**PRZYTOCZONY TEKST:**
──────

Wypiski, czytane w maszynopisie, Twórczość 12/1993

copyright © „Twórczość” & Grzegorz Robakowski

 

WYPISKI
(16.1.1993, 17.1.1993, 25.1.1993, 28.1.1993, 1.2.1993, 2.2.1993, 6.2.1993, 7.2.1993, 2.7.1993, 12.7.1993, 13.7.1993, 10.8.1993)

 

(16.1.1993)

Stanisław Rosiek, szkic Archiwum martwych twarzy („Twórczość” 1993 nr 1) dość osobliwy. Najbardziej zastanawia konstatacja, że w dwudziestym wieku zanika zainteresowanie maską pośmiertną.

Jest to fakt bezsporny, przyczyny tego muszą być bardzo ważne, warto o tym pomyś­leć –

 

(17.1.1993)

Lech Budrecki, szkic Literatura żydowsko-amerykańska („Twórczość” 1993 nr l ) jest – jak nieraz u Budreckiego – rozumowaną biblio­grafią. […]

Ze szkicu wynika, że tytułowa formuła była i jest w użyciu tylko w stosunku do kilku generacji pisarzy, ta przejściowość jest zagadkowa, idea autentyzmu w sztuce i filozofia podmiotowości nie obowiązują bezwzględnie.

W każdym razie jest z pewnością tak, że rodowód kulturalny dla pewnych rodzajów artyzmu nie musi mieć znaczenia, kwestia jest nadzwyczajnie interesująca –

 

(25.1.1993)

Charles Sterling, rozdział książki Martwa natura po wiek XX Martwa natura, pretekst do marzenia („Twórczość” 1993 nr l, przekład Joanny Pollakówny i Wiktora Dłuskiego) – szczególnie atrakcyjny w charakterystykach martwych natur u surrealistów, u Marca Chagalla, u Giorgio de Chirico, u Salvadora Dali.

Wiem od dawna, że w malarstwie surreali­stycznym jest jedno z głównych źródeł pisar­stwa Jana Drzeżdżona –

 

(28.1.1993)

Teatr Polski, w radiu wypowiedzi jubileu­szowe, z wypowiedzi Niny Andrycz wynika, że jest krewną Bolesława Micińskiego.

Pięknie mówił Kazimierz Dejmek, z Tea­trem Polskim nie identyfikuje się tak, jak się identyfikował z Teatrem Nowym w Łodzi.

 

(1.2.1993)

Jerzy Jarniewicz, artykuły Między Glasgow a Saturnem, czyli archipelag poezji szkockiej i Poezja jako przekład („Literatura na Świecie” 1992 nr 4) wskazują na coś więcej niż na dobrą edukację anglistyczną.

──────

**ZADANIA DO WYKONANIA:**
**A)** Ustal, czy każde z następujących stwierdzeń jest zgodne z wypiskami, odpowiadając „tak” lub „nie” i przytaczając dosłownie rozstrzygające słowa tekstu: (i) według szkicu Stanisława Rosieka w dwudziestym wieku zanika zainteresowanie maską pośmiertną; (ii) Nina Andrycz jest krewną Kazimierza Dejmka; (iii) rozdział książki Charlesa Sterlinga przełożyli Joanna Pollakówna i Wiktor Dłuski.
**B)** Przytocz dosłownie fragment wypisków, zaczynając od słów „Wypiski, czytane w” i kontynuując aż do słów „12.7.1993, 13.7.1993, 10.8.1993)”.
Zamieszczone dalej wiersze nie są potrzebne.

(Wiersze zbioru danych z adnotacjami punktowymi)
──────

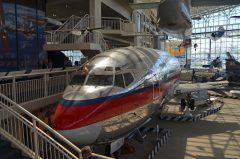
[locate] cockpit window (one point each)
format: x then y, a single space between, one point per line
78 80
128 78
100 80
119 81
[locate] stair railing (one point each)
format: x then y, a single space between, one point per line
33 136
83 23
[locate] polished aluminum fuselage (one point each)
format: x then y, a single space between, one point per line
109 112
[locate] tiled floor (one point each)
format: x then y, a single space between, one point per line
215 137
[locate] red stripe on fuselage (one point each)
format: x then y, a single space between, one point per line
67 118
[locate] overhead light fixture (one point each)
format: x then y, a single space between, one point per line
197 18
235 16
66 5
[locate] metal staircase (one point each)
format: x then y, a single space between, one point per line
8 152
31 136
71 36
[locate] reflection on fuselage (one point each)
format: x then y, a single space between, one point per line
115 92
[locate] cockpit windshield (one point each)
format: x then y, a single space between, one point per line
78 79
100 80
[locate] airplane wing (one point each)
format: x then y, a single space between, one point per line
193 87
202 3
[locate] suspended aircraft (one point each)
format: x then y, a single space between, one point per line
174 16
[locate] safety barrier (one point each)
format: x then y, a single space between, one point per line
33 136
27 87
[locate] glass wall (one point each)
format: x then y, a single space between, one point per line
22 25
210 42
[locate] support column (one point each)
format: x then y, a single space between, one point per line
156 42
95 13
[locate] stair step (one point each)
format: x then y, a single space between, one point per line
4 146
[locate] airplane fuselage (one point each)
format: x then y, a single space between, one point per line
115 93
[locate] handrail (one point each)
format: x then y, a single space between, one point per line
70 21
39 142
28 87
82 21
8 113
73 69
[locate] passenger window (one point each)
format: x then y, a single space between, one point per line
128 78
119 81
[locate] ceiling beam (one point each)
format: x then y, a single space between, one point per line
201 3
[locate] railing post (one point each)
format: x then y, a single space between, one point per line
14 89
45 78
35 138
67 78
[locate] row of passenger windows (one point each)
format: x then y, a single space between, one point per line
104 80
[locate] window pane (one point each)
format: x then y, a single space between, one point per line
78 80
119 81
128 78
100 80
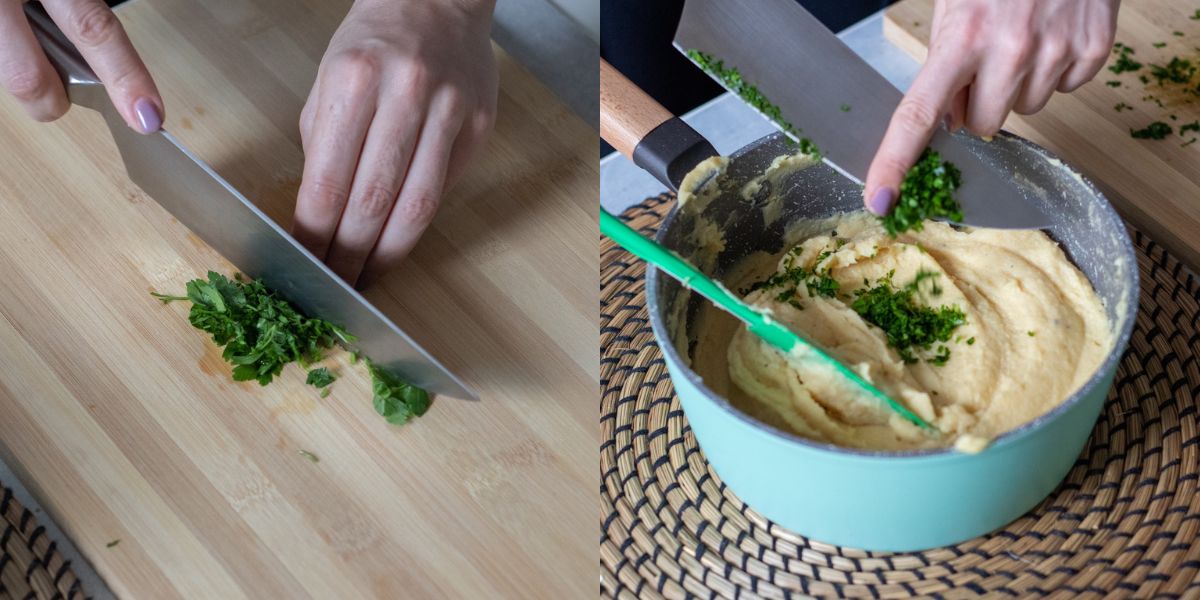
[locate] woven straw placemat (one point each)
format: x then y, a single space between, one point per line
30 564
1125 523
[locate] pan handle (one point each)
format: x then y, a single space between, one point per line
647 133
81 82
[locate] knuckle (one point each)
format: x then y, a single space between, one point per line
28 84
359 69
95 24
375 202
324 195
916 117
418 208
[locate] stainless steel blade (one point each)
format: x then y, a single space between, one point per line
213 209
804 69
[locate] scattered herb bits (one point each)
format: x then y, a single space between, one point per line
909 325
731 78
927 192
1157 130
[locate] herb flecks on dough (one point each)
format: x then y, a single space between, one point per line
909 325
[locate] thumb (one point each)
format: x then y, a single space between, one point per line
912 124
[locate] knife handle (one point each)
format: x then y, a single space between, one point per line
81 82
639 127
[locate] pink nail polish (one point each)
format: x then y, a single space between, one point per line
881 203
148 115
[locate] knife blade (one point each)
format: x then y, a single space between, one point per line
233 226
804 69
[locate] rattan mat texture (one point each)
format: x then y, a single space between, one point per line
30 564
1125 523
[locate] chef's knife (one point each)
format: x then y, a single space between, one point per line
238 229
834 97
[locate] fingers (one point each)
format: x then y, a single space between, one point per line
25 71
912 124
342 109
382 168
101 40
419 196
993 94
1041 84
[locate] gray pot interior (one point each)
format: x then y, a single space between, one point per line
1085 225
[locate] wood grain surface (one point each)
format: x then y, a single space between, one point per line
123 419
1155 184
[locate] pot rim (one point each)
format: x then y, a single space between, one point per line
1126 329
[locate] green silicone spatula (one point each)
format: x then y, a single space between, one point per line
759 323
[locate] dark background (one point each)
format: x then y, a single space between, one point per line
635 37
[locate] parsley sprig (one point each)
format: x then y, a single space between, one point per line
909 325
927 192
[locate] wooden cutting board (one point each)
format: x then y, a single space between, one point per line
1155 184
123 419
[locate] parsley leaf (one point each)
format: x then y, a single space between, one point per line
927 192
319 377
396 400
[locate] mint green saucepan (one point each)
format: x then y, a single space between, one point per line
874 501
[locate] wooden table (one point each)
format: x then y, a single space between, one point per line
1153 184
124 421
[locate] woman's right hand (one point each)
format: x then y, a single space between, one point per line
99 36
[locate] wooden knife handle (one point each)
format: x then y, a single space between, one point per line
627 113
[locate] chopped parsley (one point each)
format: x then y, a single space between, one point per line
1157 130
909 325
259 331
816 281
319 377
731 78
1176 71
1125 61
927 192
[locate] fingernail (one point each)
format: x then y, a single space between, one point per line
881 203
148 115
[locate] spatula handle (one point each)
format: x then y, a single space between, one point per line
639 127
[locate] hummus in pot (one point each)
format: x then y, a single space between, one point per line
1025 331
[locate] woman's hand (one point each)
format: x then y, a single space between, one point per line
988 58
405 95
96 33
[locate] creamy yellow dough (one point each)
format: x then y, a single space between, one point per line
1038 327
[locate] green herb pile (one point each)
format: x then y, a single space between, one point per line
816 281
732 79
909 325
927 192
261 333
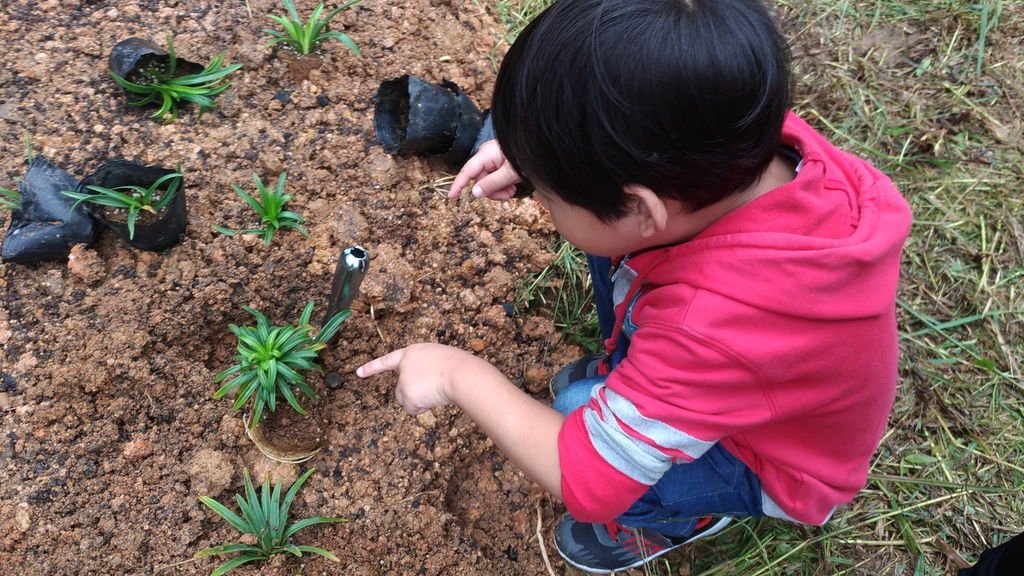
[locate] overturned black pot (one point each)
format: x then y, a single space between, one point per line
134 57
45 227
153 232
416 117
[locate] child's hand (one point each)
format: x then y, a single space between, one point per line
495 177
425 373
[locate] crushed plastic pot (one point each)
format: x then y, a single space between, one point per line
416 117
45 228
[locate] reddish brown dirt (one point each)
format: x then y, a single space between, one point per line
109 433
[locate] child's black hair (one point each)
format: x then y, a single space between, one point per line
684 96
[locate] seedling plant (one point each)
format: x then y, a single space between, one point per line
264 517
270 208
156 84
9 199
132 198
271 361
303 37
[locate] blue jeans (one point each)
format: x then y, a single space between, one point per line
716 483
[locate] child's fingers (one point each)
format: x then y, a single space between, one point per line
474 167
486 160
496 182
385 363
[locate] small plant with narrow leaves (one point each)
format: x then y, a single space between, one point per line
271 361
133 199
303 37
163 84
270 208
264 518
9 199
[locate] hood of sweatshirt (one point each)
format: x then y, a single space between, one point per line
841 221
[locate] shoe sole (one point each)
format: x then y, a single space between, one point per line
712 530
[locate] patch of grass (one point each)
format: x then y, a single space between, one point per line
132 199
303 37
930 92
9 199
563 290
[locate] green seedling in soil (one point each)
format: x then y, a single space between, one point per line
270 208
303 37
161 84
9 199
264 517
131 198
271 361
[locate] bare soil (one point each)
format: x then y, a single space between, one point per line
108 429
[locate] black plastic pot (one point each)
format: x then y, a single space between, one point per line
134 54
468 129
152 232
45 228
413 116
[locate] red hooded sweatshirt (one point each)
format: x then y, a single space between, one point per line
772 332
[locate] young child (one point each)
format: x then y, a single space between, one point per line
744 271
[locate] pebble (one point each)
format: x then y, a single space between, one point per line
333 380
136 450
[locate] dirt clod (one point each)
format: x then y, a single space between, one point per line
210 472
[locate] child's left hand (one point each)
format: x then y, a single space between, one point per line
425 374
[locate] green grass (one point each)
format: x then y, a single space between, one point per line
930 91
562 290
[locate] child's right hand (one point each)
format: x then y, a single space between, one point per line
495 177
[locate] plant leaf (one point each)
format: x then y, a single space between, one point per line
225 513
235 563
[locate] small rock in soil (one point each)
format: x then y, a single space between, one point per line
23 518
86 264
536 375
426 419
211 472
136 450
333 380
7 382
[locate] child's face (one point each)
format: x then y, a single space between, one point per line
587 232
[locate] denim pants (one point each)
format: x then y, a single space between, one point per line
716 483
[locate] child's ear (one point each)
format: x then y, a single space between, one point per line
651 211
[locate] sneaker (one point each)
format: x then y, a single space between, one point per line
586 367
603 548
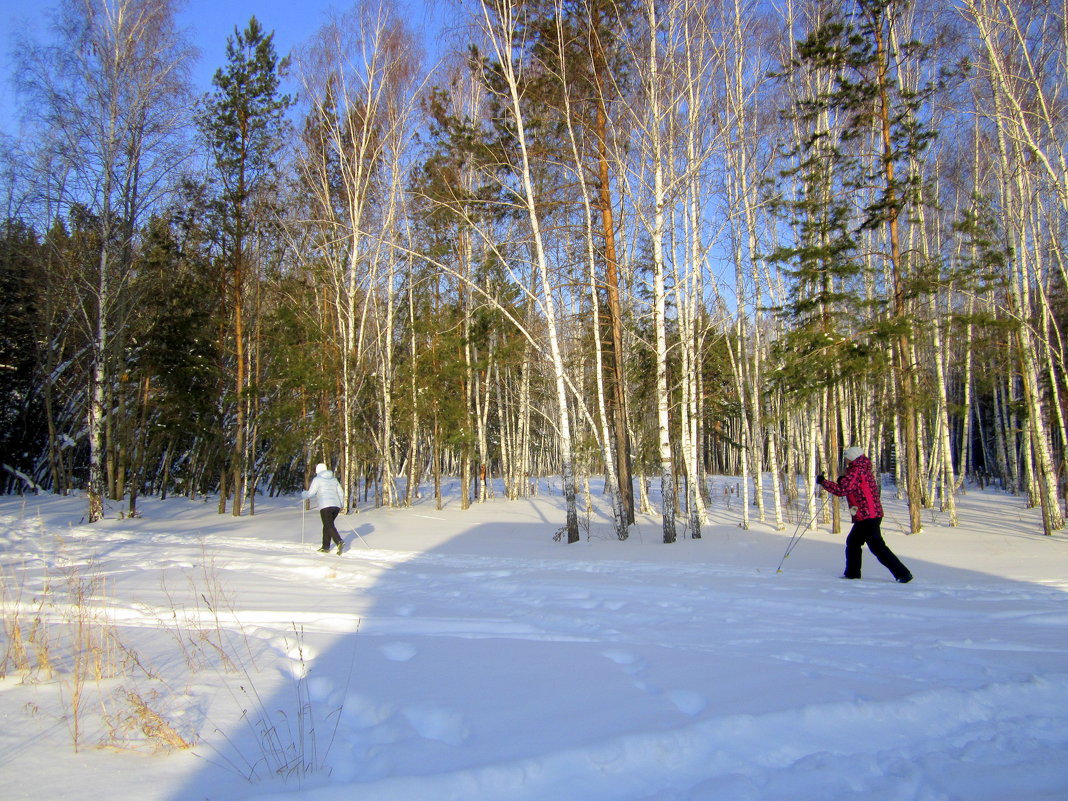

──────

**ODPOWIEDZI KOŃCOWE:**
**A)**
(i) Tak: „w dwudziestym wieku zanika zainteresowanie maską pośmiertną”.
(ii) Nie: „jest krewną Bolesława Micińskiego”.
(iii) Tak: „przekład Joanny Pollakówny i Wiktora Dłuskiego”.

**B)**
Wypiski, czytane w maszynopisie, Twórczość 12/1993

copyright © „Twórczość” & Grzegorz Robakowski

 

WYPISKI
(16.1.1993, 17.1.1993, 25.1.1993, 28.1.1993, 1.2.1993, 2.2.1993, 6.2.1993, 7.2.1993, 2.7.1993, 12.7.1993, 13.7.1993, 10.8.1993)